Quite honestly, I agree with this thesis: if Black America is to be saved – economically, socially, politically, existentially – hip-hop seems ill-equipped to be our sole savior. I could certainly see it playing a role, but given who it appeals to (not all Black people like hip-hop and the ones who do aren’t necessarily politically coherent) and how it appeals to us (through highly mediated networks of capital, cultural legibility, availability and taste), it would seem rather naive to attribute to hip-hop as a genre/practice/way-of-life too much revolutionary potential.

But the point of this post isn’t to agree with McWhorter’s thesis. In fact, I want to do exactly the opposite. Of interest to me is how McWhorter goes about building his argument, specifically his use of conservative ideas about the “truth” of the Civil Rights Movement and the “superficiality” of aestheticizing politics. By unveiling his sly conservatism I not only want to show how he misrepresents what hip-hop and its defenders claim to be doing, but I more crucially want to demonstrate that the politics of depth – a common conservative technique – is really just a way of depoliticizing and subsequently dismissing the political nature of surfaces.

Staying on the Surface

The central claim of All About the Beat is clear in the following statement: “Hip-hop is devoted to dissing authority for its own sake” (18). McWhorter frames this claim as an unveiling of hip-hop’s actual mission, a revealing of its true politics. It’s a clever move because McWhorter knows exactly how most defenders of hip-hop will respond to this statement: “No, hip-hop has a reason for dissing authority!” This outcry would then be followed by proof that hip-hop has a reason for dissing authority in the form of an argument for depth, for meaning. This would entail citing “conscious” artists then dissecting their lyrics to demonstrate a political consciousness. Expecting this move, McWhorter would then either dispute their lyrics if the lyrics are ambiguous/vague or ask “What have they done for the community?” If the artist has undeniably politicized lyrics and a clear history of helping the community, McWhorter resorts to his trump card: “Well, most people don’t listen to that anyway” (75). Finally, if the song is popular, he resorts to his ultimate ace in the hole: “It is just a sequence of words that sounds good, especially when seasoned with rhythm” (67). Translation: music is just music, nothing else, nothing more.

This is the actual structure of the book: Chapter 1 asserts that hip-hop artists don’t practice politics; Chapter 2 then says the ones who think they do (conscious artists) actually don’t; Chapters 3 and 4 then claim that even if they did, it wouldn’t matter because no one listens to them and these politics are incongruous with accepted or successful political practice; finally Chapter 5 says that hip-hop is “just music” and music can’t be political anyway. ”

**Brief:** Retype the passage of the hip-hop commentary word for word, starting with "But the point" and going on through "nature of surfaces.".

**Supplied records:**
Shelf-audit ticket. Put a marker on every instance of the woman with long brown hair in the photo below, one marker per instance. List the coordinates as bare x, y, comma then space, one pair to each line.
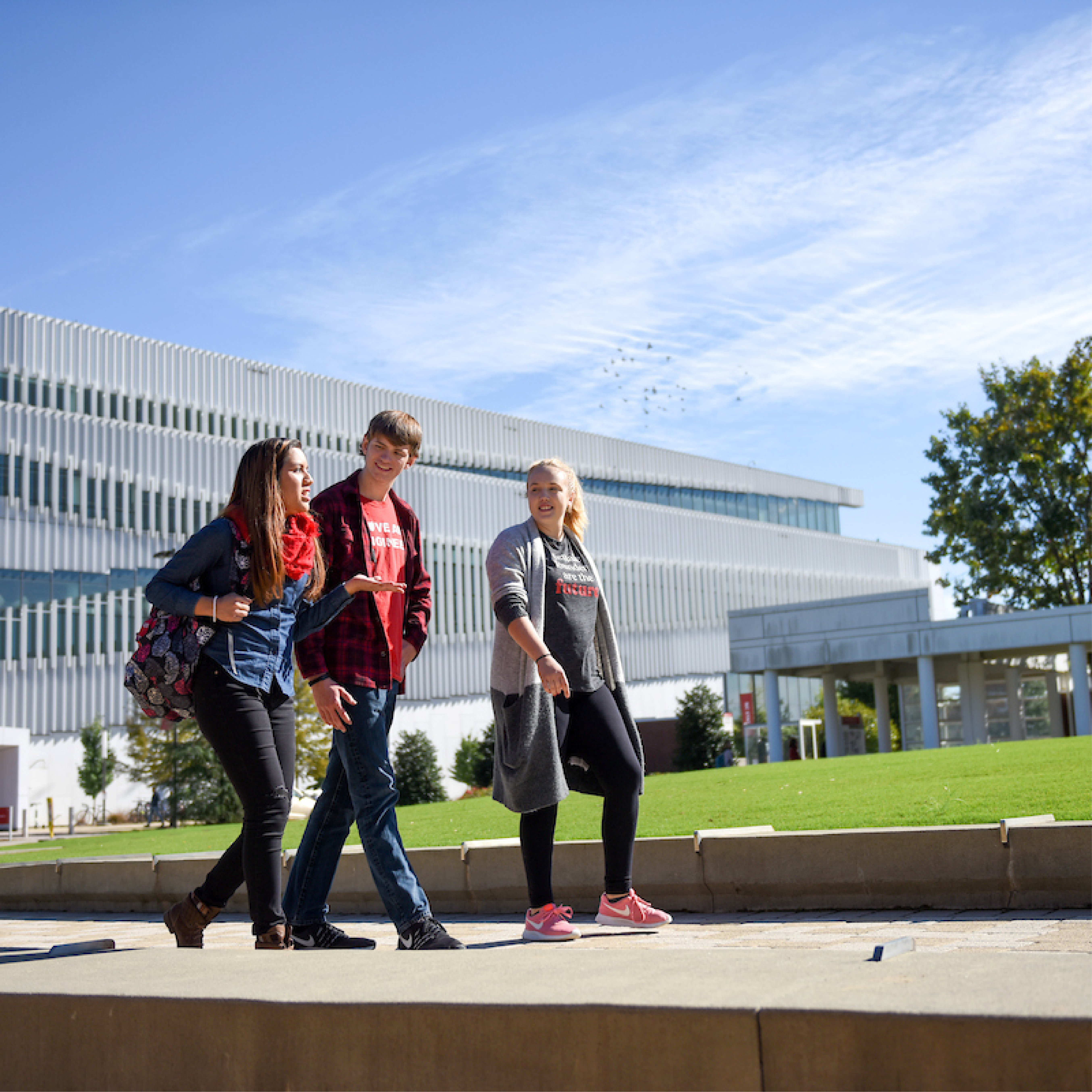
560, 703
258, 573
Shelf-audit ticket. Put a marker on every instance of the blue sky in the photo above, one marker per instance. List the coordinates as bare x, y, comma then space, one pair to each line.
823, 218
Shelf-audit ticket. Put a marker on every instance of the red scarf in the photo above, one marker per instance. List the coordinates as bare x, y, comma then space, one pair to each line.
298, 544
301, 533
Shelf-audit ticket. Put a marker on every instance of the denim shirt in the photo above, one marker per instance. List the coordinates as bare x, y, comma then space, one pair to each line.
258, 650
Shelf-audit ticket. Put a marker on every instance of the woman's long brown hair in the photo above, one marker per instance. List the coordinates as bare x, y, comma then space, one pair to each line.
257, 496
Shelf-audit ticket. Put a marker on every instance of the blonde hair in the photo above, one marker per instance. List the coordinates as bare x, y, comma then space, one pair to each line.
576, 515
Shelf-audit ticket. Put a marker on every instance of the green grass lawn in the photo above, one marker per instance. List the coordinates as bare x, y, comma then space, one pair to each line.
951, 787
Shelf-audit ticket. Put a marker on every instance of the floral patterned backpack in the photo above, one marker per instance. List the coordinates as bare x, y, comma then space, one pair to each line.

**Solution to this exercise:**
But the point of this post isn’t to agree with McWhorter’s thesis. In fact, I want to do exactly the opposite. Of interest to me is how McWhorter goes about building his argument, specifically his use of conservative ideas about the “truth” of the Civil Rights Movement and the “superficiality” of aestheticizing politics. By unveiling his sly conservatism I not only want to show how he misrepresents what hip-hop and its defenders claim to be doing, but I more crucially want to demonstrate that the politics of depth – a common conservative technique – is really just a way of depoliticizing and subsequently dismissing the political nature of surfaces.